Extracted material

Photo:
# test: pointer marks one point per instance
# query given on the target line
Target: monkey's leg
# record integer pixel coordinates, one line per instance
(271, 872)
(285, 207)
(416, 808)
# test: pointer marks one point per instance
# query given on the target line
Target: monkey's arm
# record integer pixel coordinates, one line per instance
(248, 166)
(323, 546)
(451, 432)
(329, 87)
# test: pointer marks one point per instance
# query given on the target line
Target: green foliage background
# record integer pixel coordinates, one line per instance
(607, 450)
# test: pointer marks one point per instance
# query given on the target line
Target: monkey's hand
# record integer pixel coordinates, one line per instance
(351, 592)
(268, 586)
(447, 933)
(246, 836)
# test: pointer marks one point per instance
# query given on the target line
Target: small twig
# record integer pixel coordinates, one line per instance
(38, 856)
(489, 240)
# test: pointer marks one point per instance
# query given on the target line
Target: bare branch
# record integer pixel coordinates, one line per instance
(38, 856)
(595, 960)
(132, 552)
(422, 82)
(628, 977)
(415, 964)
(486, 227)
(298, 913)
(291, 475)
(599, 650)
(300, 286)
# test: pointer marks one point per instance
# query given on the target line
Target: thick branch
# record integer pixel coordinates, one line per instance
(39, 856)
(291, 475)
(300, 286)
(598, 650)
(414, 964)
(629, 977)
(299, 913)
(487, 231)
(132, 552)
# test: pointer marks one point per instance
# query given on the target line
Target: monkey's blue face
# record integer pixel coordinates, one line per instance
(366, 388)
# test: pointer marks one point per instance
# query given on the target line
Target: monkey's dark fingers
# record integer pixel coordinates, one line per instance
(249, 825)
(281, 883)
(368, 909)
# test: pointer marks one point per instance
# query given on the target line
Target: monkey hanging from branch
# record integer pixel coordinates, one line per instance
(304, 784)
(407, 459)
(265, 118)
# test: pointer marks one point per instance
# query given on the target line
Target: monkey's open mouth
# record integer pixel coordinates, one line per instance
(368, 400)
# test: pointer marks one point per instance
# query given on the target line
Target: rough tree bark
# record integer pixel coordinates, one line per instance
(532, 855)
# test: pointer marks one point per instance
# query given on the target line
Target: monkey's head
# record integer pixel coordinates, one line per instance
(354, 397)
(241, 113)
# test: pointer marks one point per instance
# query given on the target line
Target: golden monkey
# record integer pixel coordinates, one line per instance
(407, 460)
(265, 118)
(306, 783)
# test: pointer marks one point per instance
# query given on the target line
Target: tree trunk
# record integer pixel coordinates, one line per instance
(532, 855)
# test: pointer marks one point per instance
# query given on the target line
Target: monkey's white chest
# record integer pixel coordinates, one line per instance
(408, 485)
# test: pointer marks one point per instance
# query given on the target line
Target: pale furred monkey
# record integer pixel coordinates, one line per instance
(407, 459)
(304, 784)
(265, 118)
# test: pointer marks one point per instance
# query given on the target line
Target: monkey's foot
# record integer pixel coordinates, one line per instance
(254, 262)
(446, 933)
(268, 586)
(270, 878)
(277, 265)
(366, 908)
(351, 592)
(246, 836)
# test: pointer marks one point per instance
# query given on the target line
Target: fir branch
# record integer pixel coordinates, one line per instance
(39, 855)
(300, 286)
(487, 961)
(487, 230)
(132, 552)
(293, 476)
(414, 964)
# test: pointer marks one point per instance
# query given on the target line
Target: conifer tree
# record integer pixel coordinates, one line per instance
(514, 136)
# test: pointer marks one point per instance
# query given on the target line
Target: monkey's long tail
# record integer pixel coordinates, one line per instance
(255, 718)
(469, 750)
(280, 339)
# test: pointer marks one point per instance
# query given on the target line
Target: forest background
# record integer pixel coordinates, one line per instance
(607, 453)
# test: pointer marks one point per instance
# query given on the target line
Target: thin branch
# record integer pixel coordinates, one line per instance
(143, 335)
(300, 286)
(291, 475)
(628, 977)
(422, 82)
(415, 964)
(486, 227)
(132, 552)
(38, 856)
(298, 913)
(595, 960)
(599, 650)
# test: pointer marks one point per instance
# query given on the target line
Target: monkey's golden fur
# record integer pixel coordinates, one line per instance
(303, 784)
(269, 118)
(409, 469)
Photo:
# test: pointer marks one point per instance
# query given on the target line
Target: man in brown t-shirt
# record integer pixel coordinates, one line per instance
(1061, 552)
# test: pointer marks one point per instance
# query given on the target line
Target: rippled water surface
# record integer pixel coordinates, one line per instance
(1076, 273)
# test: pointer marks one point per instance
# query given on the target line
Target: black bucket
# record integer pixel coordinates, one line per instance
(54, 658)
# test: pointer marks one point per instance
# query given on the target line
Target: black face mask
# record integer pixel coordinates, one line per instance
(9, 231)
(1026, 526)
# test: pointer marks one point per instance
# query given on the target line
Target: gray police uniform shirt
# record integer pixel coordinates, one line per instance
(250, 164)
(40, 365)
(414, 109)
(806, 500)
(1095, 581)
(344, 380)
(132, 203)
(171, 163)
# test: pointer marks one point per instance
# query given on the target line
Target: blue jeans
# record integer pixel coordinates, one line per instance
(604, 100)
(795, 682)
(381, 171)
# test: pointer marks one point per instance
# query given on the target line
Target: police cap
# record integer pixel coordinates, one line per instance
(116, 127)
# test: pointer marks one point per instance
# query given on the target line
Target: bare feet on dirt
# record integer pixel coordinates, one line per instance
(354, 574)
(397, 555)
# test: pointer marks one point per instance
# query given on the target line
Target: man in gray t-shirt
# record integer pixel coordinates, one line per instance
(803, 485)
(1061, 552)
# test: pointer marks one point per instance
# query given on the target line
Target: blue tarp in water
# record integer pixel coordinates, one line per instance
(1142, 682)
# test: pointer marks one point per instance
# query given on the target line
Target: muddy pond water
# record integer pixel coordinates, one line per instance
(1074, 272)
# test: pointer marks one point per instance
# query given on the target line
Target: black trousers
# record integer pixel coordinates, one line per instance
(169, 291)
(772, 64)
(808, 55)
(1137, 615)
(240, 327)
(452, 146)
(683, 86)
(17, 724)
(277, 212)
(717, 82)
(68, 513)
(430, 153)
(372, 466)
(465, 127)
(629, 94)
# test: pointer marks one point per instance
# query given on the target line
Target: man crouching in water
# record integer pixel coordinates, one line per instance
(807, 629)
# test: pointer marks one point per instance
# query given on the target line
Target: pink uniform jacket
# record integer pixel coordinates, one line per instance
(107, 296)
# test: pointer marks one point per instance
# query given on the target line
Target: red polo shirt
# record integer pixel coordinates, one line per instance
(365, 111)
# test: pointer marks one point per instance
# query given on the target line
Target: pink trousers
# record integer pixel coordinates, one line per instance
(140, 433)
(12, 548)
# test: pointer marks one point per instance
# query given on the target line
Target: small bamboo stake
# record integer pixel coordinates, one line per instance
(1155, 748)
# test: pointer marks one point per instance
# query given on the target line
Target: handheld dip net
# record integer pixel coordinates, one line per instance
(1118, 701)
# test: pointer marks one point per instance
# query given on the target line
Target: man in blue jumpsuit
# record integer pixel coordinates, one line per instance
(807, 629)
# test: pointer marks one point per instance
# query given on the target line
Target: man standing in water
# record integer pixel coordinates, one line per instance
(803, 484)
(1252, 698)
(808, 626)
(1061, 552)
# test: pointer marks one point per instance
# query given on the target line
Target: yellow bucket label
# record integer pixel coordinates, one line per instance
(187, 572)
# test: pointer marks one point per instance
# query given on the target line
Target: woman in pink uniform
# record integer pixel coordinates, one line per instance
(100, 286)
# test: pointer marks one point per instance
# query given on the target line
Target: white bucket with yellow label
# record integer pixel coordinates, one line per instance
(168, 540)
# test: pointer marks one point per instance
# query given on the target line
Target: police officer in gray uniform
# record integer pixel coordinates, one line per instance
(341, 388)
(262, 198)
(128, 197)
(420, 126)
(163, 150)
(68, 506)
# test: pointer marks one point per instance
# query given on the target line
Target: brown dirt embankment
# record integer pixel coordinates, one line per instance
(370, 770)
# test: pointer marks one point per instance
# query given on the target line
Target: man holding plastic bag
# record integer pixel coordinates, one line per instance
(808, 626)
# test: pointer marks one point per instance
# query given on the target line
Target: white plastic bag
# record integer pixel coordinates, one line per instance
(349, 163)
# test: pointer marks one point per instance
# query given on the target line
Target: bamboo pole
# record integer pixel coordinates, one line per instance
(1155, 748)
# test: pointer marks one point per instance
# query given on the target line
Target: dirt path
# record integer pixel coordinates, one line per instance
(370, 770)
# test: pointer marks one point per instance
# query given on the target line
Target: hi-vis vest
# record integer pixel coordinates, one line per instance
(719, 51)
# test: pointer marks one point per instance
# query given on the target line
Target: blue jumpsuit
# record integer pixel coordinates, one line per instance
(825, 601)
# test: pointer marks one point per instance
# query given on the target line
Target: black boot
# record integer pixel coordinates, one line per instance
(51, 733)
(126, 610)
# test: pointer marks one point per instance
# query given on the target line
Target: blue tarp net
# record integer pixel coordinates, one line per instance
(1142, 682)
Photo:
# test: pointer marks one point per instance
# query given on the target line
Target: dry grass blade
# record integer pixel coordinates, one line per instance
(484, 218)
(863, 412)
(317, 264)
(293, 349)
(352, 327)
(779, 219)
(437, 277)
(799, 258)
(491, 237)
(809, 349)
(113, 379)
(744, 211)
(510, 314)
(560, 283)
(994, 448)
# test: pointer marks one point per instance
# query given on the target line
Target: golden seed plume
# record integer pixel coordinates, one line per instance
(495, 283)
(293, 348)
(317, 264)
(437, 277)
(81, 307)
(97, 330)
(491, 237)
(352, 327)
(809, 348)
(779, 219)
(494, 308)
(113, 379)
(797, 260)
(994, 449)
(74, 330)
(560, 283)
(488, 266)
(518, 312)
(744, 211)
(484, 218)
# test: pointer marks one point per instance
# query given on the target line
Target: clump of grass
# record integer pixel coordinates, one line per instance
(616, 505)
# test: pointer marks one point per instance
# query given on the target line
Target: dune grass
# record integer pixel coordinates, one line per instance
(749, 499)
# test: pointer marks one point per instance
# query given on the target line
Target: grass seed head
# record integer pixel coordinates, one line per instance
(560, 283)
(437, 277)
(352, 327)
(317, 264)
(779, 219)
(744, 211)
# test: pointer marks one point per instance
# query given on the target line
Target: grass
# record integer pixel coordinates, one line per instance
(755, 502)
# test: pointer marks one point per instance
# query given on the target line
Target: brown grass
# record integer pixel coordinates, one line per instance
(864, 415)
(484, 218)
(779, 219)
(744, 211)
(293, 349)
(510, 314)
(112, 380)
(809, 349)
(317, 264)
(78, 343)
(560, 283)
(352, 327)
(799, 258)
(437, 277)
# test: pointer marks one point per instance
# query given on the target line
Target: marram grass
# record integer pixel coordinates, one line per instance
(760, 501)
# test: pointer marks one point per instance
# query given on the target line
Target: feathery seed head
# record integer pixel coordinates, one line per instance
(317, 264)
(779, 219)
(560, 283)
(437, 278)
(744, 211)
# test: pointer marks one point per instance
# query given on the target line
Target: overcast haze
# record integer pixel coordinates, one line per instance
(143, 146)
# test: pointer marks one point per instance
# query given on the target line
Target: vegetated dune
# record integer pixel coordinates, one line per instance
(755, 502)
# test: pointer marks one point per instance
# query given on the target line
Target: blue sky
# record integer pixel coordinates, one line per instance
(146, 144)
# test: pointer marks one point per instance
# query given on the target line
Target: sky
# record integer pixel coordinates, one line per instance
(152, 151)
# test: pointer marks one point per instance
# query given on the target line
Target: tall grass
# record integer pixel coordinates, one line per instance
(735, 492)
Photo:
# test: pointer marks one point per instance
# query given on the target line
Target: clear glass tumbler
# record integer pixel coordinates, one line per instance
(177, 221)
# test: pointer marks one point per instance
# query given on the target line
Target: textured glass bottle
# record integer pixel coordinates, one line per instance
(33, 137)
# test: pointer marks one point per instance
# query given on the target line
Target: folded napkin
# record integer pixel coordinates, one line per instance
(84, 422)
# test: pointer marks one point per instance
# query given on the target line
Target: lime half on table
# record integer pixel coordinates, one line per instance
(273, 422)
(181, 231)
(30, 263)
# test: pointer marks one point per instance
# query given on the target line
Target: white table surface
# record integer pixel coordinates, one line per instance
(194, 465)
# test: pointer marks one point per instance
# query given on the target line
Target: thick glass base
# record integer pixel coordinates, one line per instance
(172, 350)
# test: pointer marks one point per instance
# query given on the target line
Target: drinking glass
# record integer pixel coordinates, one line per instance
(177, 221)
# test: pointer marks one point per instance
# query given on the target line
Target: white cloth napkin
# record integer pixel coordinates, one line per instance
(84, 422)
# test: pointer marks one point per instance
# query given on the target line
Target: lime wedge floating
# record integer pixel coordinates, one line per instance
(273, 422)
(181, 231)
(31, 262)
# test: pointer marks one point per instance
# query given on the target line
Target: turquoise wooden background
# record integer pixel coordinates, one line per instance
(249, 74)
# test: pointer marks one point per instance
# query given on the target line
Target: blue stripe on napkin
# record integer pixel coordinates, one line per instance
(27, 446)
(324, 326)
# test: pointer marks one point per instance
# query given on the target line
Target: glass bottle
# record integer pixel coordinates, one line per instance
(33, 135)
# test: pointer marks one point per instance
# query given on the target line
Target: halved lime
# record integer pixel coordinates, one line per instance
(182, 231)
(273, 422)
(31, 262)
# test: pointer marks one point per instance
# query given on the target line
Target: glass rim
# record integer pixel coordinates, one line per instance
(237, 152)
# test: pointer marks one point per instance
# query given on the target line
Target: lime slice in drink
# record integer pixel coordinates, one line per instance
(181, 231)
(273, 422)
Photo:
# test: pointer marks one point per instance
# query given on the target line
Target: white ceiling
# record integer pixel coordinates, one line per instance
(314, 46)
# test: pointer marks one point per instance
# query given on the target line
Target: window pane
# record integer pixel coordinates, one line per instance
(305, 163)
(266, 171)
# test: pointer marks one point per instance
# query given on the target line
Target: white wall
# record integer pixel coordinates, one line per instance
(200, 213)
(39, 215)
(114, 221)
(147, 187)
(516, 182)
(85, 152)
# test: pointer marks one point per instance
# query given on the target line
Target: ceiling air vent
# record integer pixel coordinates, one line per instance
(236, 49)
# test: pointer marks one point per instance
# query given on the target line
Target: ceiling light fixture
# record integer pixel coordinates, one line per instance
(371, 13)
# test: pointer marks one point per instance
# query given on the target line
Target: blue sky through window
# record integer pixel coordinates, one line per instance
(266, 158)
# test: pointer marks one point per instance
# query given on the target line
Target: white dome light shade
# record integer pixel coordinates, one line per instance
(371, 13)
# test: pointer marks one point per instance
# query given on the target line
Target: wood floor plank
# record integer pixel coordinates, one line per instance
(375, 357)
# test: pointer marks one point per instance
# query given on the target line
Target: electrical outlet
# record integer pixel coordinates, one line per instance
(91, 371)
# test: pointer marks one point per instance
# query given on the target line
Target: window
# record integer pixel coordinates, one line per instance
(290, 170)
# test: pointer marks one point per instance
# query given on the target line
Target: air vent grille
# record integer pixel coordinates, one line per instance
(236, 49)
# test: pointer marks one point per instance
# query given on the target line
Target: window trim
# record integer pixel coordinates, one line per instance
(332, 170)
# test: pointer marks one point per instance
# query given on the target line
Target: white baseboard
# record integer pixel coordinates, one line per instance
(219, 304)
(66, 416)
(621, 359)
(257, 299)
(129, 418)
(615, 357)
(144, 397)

Problem to solve
How many lines of the records above contain the word "small", with case counting? Reply with the number alone.

Result
2